WORK TASK ▸
Across all entries below, how many lines include "mountain"? Only the number, please.

PROVIDED RECORDS ▸
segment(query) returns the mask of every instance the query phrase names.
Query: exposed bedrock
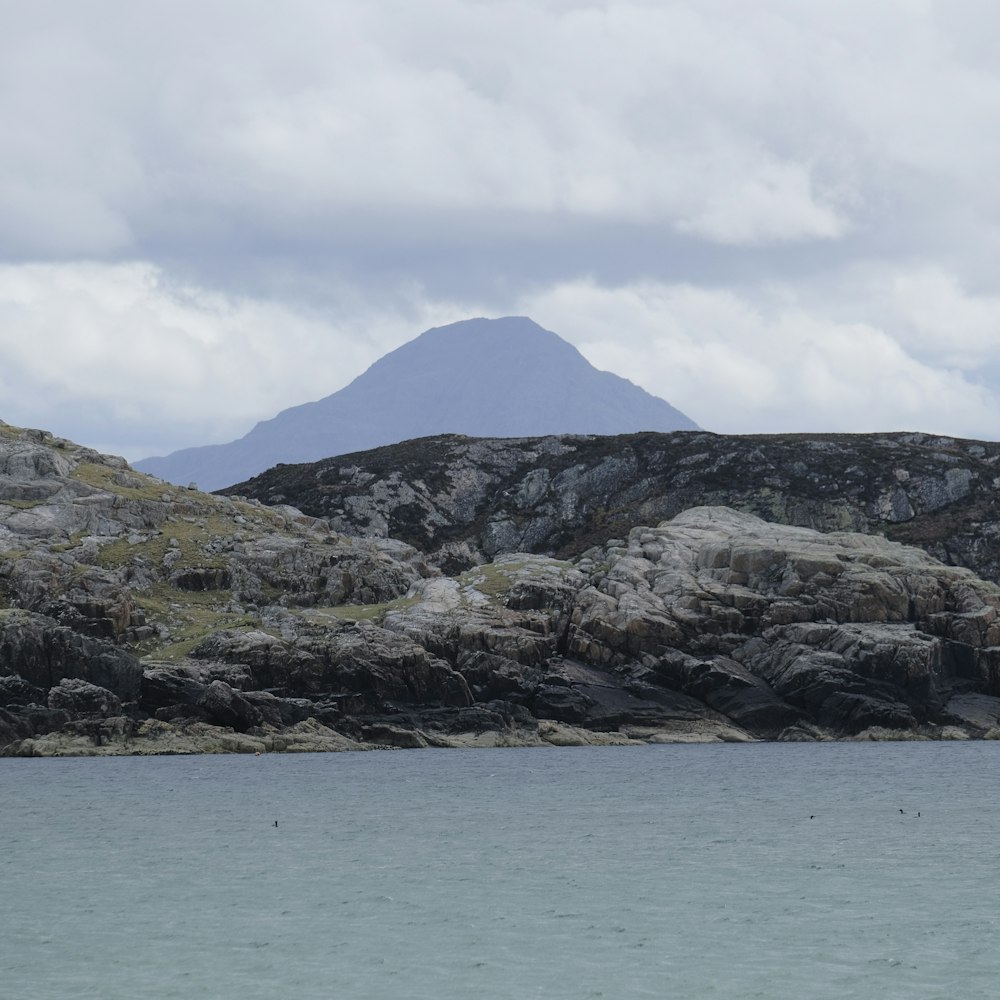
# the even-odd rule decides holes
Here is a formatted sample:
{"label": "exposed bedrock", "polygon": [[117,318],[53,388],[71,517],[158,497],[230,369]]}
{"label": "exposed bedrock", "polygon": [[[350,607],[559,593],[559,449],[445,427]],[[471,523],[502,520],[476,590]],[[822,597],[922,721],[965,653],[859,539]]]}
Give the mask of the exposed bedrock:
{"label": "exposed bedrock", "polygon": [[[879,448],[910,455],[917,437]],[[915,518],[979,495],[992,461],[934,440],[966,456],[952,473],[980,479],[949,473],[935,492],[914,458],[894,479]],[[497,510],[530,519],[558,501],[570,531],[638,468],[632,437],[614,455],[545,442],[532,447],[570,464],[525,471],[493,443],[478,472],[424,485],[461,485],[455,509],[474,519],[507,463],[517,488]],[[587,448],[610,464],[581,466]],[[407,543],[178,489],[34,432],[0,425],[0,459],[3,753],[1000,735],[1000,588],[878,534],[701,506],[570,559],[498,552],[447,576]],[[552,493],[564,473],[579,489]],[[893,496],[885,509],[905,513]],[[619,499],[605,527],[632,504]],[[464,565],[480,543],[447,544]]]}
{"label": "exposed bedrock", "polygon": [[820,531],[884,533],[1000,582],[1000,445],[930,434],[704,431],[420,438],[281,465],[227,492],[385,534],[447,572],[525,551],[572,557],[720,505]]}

* * *

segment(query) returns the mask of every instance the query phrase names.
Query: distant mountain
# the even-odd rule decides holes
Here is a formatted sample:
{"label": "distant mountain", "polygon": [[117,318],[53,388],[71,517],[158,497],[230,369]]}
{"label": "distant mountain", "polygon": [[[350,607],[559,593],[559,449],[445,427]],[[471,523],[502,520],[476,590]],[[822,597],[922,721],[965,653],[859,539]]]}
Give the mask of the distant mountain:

--

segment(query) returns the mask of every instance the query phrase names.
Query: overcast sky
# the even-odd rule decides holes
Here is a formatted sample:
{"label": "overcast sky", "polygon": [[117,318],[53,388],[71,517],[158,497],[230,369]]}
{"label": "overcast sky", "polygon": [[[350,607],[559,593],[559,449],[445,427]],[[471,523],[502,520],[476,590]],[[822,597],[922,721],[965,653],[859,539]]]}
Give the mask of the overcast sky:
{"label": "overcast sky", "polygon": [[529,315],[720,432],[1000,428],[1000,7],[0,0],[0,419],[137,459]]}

ANSWER SECTION ▸
4